-- Begin Data for the task --

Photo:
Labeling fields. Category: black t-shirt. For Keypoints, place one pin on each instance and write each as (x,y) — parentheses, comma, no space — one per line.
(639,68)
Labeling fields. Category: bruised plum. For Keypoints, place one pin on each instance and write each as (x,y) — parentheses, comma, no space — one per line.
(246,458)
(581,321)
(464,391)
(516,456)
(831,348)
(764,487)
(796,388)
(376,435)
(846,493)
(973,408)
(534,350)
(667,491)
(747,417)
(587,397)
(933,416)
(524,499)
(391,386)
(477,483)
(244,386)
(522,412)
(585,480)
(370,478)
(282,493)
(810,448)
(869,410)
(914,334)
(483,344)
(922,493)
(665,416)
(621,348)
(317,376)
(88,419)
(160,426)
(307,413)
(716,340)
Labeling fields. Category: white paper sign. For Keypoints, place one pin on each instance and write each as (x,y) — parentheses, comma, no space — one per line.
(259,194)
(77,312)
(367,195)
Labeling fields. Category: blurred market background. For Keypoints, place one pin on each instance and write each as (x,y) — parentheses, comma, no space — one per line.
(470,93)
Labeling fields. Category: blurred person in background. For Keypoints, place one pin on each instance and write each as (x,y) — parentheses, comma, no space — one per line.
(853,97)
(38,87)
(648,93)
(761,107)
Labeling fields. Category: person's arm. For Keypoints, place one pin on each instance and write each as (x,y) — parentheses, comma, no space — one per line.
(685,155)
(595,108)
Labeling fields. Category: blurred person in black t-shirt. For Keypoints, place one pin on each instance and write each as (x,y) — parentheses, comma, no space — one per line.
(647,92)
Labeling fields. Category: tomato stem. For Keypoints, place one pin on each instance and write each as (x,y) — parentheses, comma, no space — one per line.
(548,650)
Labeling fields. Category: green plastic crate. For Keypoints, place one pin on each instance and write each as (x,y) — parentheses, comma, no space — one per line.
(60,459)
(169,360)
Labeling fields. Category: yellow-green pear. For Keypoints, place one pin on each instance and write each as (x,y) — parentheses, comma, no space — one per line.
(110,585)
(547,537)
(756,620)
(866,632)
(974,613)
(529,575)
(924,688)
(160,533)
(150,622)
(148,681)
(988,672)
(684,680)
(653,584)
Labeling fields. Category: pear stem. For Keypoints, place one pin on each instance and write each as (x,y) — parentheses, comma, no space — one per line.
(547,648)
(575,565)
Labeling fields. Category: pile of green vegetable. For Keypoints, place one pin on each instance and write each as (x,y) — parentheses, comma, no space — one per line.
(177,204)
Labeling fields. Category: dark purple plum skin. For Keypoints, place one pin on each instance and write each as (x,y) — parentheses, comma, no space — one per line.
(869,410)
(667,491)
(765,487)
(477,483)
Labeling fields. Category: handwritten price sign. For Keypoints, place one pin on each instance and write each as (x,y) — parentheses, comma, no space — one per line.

-- End Data for the task --
-- Begin Data for the task --

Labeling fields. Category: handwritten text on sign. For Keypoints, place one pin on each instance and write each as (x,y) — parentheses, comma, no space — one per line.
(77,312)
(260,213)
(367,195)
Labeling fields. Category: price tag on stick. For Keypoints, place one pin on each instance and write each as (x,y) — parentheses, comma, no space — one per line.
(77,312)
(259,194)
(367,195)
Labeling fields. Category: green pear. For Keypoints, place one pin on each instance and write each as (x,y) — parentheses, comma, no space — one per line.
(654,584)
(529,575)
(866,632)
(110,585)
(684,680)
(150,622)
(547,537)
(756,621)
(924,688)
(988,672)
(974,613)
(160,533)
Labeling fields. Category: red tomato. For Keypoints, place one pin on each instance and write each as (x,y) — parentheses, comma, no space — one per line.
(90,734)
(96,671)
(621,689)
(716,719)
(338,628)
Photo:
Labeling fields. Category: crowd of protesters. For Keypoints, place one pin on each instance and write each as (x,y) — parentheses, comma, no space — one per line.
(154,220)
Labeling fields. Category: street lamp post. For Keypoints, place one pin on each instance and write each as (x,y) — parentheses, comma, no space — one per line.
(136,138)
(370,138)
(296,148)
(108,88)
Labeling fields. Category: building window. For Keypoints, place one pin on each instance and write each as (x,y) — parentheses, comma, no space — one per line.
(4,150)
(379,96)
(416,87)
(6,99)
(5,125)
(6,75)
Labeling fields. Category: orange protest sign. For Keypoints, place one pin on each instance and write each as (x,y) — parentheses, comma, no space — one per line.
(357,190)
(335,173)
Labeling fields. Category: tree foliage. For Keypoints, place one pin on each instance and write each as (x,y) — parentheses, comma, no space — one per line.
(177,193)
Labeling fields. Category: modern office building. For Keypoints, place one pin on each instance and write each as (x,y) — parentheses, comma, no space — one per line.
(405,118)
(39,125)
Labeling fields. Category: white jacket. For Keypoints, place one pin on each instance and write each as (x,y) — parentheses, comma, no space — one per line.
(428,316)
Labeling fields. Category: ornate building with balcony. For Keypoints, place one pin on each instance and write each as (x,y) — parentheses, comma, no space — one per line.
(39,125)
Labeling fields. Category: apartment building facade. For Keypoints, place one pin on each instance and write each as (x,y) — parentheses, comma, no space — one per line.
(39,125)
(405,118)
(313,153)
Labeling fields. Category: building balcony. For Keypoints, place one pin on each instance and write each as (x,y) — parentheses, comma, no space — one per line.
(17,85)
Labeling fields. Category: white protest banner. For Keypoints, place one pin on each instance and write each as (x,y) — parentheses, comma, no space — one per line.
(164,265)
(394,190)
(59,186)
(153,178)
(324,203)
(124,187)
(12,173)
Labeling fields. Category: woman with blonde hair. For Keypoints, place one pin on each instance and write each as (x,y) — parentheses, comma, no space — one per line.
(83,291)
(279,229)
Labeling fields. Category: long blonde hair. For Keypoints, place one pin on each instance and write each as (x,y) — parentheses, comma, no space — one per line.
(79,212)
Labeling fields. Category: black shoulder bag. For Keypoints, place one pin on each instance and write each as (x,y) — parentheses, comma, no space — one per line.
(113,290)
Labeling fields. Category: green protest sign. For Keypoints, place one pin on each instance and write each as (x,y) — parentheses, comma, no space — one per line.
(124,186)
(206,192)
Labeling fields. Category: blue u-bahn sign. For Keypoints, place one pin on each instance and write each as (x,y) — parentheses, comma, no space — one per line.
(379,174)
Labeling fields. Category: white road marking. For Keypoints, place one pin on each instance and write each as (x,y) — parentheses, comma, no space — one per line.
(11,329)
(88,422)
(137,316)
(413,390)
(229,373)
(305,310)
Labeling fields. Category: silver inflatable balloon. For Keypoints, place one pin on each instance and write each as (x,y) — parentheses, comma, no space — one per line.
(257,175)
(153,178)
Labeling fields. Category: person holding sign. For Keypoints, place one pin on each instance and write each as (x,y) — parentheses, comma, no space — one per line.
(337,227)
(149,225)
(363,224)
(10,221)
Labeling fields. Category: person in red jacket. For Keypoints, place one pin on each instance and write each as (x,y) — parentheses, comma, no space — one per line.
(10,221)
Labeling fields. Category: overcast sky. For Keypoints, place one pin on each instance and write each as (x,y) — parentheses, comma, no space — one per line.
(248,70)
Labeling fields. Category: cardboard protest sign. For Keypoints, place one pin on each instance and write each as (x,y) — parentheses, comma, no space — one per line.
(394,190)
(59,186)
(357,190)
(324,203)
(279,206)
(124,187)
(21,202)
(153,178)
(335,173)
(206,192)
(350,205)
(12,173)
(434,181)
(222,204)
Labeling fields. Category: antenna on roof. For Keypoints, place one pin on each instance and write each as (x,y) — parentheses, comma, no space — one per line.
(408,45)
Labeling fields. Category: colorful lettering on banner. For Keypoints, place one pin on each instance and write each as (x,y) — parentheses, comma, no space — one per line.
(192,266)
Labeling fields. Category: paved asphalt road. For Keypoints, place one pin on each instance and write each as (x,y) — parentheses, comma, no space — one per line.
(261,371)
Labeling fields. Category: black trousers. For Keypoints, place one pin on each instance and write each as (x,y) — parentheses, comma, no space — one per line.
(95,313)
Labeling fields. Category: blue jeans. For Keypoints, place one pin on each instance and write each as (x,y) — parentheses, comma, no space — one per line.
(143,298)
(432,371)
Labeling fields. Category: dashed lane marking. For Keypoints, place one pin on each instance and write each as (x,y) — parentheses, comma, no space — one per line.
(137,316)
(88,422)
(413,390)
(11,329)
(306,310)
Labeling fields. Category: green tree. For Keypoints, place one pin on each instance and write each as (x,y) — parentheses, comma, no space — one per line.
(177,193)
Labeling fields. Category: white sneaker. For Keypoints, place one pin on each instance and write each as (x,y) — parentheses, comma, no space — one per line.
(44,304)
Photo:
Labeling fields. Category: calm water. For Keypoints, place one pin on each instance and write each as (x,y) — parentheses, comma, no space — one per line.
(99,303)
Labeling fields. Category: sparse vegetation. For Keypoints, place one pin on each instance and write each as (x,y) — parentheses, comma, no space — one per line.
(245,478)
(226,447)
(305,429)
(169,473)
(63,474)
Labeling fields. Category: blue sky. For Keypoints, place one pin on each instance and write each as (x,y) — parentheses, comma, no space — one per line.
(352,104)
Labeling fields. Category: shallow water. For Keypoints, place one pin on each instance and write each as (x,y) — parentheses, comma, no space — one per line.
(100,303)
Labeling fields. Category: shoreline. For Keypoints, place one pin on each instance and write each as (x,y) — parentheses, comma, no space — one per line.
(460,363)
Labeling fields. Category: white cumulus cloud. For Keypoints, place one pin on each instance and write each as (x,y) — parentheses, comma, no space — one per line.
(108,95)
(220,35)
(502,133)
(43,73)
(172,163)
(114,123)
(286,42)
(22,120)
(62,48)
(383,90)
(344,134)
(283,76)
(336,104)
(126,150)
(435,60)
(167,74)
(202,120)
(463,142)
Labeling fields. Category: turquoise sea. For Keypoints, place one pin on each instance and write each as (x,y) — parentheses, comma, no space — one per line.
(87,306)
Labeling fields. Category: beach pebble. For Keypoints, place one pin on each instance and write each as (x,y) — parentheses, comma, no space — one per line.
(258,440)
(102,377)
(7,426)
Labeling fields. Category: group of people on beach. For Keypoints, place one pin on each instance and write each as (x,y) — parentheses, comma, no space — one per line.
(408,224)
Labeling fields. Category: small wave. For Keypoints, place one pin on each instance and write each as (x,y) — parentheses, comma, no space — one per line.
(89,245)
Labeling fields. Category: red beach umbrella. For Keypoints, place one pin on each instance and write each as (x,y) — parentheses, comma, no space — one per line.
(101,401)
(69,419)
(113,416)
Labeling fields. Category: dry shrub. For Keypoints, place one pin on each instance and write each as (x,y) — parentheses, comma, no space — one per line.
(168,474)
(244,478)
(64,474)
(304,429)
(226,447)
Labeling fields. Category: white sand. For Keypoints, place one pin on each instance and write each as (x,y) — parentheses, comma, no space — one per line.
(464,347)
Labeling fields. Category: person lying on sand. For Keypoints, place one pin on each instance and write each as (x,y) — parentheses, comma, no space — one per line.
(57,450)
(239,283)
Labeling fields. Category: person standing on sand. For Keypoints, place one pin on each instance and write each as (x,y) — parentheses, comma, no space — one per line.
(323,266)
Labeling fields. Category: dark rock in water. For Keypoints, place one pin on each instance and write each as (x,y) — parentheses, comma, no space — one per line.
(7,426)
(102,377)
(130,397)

-- End Data for the task --

## The request
Give the number of lines in the records that contain the string "hair", counting only matches with the same case.

## Completed task
2